§ Exercise directions
Copy, exactly and without additions, every line in the records below from the one holding "Every instance of the green" through the one holding "Every instance of the black sand", both ends included.

____ Input data

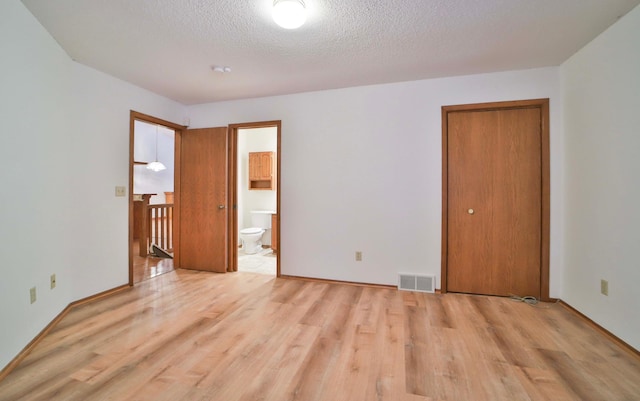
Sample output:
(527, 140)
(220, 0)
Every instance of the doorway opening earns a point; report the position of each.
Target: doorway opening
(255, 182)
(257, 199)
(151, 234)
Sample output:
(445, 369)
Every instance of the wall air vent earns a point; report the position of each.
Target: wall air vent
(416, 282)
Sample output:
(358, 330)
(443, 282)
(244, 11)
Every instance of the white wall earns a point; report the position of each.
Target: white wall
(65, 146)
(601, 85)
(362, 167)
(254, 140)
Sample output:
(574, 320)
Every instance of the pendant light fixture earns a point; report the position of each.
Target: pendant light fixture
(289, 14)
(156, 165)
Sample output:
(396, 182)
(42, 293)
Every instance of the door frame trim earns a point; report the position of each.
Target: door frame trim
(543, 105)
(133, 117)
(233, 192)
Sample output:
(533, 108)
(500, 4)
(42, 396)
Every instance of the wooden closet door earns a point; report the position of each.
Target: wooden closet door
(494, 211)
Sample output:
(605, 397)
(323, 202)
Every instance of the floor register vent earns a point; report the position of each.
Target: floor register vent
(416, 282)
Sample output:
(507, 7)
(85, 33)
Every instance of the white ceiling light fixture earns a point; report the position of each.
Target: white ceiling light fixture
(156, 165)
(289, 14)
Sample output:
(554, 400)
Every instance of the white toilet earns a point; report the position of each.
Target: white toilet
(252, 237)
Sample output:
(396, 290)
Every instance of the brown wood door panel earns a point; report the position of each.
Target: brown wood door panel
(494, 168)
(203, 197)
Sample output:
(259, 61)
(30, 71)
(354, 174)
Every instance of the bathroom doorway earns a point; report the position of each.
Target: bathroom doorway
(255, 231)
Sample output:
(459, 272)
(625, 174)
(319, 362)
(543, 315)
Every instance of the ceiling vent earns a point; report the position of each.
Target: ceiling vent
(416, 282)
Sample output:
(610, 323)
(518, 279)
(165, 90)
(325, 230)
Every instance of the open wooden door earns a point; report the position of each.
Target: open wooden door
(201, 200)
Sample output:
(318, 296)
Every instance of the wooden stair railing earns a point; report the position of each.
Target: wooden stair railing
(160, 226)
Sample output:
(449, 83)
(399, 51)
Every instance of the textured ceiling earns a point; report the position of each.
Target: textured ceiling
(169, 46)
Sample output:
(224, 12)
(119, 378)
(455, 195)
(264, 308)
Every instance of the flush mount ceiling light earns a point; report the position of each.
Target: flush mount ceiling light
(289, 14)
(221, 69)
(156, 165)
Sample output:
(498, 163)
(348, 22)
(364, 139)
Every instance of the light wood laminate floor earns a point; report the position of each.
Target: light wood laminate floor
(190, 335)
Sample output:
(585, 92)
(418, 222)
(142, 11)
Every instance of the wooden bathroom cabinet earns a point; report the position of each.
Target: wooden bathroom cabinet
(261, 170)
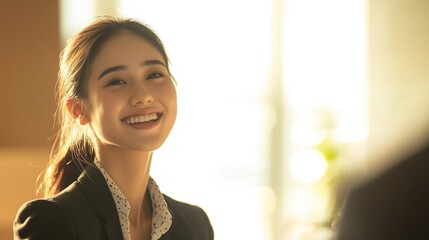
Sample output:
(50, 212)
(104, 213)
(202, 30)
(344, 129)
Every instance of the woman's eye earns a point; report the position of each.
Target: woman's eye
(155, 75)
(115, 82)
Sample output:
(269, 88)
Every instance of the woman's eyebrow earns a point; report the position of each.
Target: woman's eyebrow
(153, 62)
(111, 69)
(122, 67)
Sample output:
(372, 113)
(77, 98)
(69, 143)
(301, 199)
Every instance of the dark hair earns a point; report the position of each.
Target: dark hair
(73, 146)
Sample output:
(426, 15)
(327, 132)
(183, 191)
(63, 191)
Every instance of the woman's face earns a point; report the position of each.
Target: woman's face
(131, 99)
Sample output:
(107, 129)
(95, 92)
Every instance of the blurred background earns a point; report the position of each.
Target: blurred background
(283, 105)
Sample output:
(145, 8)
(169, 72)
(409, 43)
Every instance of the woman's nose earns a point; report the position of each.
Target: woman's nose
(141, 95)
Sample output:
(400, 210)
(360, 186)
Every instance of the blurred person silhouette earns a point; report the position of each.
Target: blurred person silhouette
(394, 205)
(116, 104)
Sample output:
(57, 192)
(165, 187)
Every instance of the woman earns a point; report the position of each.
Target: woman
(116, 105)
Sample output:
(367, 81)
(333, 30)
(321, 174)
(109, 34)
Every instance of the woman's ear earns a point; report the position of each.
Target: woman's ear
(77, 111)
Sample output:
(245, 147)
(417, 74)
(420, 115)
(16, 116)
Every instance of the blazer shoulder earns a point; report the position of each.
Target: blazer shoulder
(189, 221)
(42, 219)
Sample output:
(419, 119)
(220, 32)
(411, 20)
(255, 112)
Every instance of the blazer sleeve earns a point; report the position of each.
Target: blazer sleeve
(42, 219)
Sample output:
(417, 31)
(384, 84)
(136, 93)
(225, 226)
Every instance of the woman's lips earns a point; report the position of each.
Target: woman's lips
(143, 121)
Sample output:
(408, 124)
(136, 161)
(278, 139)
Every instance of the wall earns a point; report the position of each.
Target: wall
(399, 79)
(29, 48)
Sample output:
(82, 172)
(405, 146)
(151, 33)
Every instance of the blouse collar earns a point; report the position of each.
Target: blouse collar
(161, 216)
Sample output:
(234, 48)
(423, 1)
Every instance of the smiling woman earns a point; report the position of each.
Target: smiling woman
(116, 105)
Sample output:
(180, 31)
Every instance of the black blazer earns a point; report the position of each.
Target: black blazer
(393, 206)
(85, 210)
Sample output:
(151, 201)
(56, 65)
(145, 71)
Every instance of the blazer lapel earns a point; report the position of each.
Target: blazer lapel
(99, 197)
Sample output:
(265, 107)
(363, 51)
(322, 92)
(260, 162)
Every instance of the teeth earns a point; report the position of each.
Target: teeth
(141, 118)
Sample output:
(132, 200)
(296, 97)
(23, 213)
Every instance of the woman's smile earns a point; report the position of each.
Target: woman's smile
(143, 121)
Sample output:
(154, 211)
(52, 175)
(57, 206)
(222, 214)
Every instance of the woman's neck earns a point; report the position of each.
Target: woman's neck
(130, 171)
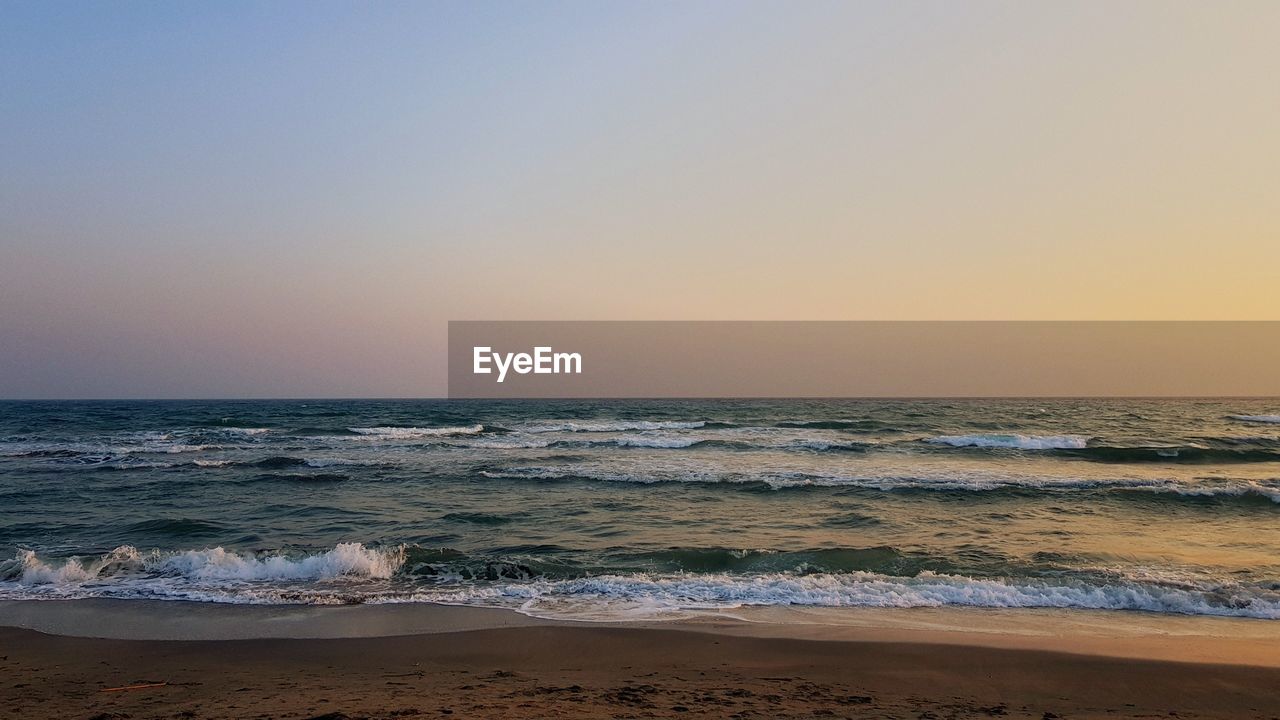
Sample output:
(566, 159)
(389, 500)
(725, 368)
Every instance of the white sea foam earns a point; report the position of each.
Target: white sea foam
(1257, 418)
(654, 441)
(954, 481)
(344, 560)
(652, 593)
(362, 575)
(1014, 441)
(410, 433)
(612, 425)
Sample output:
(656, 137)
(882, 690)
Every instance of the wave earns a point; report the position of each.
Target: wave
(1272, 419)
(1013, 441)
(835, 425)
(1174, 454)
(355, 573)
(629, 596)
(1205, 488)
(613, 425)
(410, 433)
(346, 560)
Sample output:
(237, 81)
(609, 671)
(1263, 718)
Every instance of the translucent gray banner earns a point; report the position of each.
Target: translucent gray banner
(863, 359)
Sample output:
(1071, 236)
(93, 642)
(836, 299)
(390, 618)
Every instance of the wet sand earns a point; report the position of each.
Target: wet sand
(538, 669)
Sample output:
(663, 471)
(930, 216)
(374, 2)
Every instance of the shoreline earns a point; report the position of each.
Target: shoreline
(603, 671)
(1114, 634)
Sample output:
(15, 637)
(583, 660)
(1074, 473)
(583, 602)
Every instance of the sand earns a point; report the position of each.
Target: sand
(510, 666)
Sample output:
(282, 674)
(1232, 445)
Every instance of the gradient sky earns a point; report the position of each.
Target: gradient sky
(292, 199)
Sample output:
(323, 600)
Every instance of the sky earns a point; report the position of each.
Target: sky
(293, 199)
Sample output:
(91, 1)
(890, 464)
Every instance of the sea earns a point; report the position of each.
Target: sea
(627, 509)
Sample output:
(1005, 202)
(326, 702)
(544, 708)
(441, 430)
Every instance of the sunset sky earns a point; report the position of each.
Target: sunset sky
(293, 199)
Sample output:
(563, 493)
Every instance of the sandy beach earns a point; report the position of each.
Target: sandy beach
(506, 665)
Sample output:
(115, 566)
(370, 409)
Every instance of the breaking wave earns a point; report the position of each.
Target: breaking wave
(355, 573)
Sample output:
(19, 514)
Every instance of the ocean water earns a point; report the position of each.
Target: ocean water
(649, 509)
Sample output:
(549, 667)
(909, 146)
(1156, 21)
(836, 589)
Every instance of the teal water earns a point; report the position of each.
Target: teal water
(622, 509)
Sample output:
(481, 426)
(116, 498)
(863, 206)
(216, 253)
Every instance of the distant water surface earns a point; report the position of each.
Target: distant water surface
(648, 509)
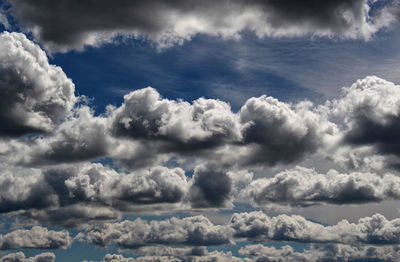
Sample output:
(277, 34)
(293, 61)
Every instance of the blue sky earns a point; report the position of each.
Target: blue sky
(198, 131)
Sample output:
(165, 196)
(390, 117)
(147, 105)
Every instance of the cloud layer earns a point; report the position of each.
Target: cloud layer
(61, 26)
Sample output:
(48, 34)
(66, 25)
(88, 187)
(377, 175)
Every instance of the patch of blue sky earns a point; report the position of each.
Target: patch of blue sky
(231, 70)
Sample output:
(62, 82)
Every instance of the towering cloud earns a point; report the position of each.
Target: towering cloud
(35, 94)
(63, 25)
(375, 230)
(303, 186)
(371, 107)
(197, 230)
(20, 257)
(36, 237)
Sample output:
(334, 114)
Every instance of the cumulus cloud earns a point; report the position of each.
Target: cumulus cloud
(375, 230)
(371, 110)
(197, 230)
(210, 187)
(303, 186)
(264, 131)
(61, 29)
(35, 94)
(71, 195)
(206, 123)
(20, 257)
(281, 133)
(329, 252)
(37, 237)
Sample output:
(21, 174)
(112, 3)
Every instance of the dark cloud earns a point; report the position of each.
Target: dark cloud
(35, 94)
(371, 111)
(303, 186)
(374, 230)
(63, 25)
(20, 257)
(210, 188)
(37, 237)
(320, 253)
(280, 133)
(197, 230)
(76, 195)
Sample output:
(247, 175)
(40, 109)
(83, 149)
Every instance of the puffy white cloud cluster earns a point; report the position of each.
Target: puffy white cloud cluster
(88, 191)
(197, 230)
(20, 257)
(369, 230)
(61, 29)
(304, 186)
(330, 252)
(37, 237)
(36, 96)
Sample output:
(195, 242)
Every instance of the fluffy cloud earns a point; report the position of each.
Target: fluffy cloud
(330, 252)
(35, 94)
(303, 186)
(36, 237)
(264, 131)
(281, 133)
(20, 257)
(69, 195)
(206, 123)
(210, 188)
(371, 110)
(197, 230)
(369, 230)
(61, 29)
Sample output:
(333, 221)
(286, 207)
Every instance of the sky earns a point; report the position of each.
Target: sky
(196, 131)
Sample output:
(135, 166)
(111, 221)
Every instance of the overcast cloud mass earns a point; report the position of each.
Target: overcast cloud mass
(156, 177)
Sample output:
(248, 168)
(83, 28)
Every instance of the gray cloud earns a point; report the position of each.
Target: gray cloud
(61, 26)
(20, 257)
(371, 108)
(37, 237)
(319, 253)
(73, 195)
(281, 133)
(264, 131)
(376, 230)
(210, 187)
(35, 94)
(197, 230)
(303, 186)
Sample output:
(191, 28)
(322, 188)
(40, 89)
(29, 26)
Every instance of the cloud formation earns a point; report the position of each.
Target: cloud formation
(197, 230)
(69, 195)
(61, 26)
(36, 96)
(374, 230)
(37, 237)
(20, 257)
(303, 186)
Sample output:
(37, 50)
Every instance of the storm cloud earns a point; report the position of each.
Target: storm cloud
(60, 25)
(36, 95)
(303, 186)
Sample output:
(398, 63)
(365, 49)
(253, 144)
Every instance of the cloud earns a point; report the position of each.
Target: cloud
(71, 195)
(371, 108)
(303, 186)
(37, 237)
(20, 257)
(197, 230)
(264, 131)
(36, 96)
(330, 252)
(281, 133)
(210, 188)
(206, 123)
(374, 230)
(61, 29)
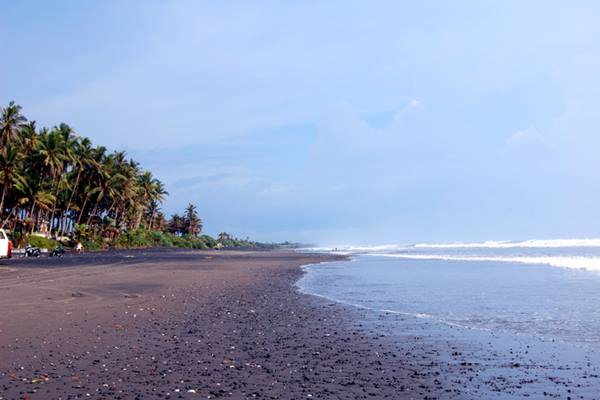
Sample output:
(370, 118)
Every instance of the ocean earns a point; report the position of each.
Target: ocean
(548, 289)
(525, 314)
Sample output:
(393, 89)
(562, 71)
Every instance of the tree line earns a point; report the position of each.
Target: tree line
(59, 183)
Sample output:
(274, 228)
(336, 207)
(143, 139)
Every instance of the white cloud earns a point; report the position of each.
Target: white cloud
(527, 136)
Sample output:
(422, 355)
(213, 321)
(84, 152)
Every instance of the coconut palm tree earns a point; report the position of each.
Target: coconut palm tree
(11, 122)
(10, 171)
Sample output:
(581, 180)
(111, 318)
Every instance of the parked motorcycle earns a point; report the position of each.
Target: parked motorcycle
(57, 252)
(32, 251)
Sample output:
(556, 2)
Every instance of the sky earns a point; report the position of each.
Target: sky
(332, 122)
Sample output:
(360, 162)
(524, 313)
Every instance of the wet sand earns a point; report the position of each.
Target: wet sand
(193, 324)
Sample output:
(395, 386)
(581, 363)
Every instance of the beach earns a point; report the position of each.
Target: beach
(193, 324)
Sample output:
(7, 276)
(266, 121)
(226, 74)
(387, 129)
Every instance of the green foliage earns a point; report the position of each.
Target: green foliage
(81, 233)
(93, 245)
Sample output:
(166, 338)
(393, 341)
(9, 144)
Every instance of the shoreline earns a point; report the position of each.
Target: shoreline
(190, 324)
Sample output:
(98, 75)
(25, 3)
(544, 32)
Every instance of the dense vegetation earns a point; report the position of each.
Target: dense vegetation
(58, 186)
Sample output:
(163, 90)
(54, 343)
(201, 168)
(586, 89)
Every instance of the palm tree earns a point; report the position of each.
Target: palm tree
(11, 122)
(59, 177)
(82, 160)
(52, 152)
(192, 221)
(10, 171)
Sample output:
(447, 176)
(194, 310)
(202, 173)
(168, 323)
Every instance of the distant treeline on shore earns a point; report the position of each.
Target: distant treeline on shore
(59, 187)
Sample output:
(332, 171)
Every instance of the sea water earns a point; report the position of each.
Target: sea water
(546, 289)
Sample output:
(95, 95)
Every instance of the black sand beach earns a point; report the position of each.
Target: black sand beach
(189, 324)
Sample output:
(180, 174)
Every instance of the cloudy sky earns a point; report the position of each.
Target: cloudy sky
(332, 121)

________

§ Reply
Every instance of the green foliage earns a point; report the position of each.
Target: green foliage
(81, 233)
(93, 245)
Sample output:
(166, 338)
(393, 341)
(9, 144)
Every instance of the shoreline earns a point; report the position of each.
Target: shoreline
(190, 324)
Sample output:
(98, 75)
(25, 3)
(544, 32)
Every instance of the dense vegetation earns a point; report the position of each.
Target: dense vegetation
(58, 186)
Sample output:
(163, 90)
(54, 343)
(201, 168)
(586, 89)
Every instance of the palm tree earns a point; report the position of each.
Target: palm tree
(11, 122)
(59, 177)
(82, 160)
(52, 152)
(192, 221)
(10, 171)
Sample output:
(447, 176)
(194, 310)
(202, 173)
(168, 323)
Every instance of the distant treeline on shore earns a point; report the position of each.
Target: distant treeline on shore
(59, 187)
Sample output:
(332, 171)
Every instance of the sea water earns a point; report the position of each.
Target: sea water
(546, 289)
Sample output:
(95, 95)
Every instance of the black sand beach earns a point; report the position of each.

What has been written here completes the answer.